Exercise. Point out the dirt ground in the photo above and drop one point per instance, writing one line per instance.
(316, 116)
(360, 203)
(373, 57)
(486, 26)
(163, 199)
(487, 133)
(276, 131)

◇ ◇ ◇ ◇ ◇

Work instruction: Write the data above out again in full, exactly.

Solution for this task:
Exercise. Point out the dirt ground in the photo above and drop one point per instance, writing one line per instance.
(316, 116)
(360, 203)
(373, 57)
(486, 26)
(163, 199)
(487, 133)
(276, 131)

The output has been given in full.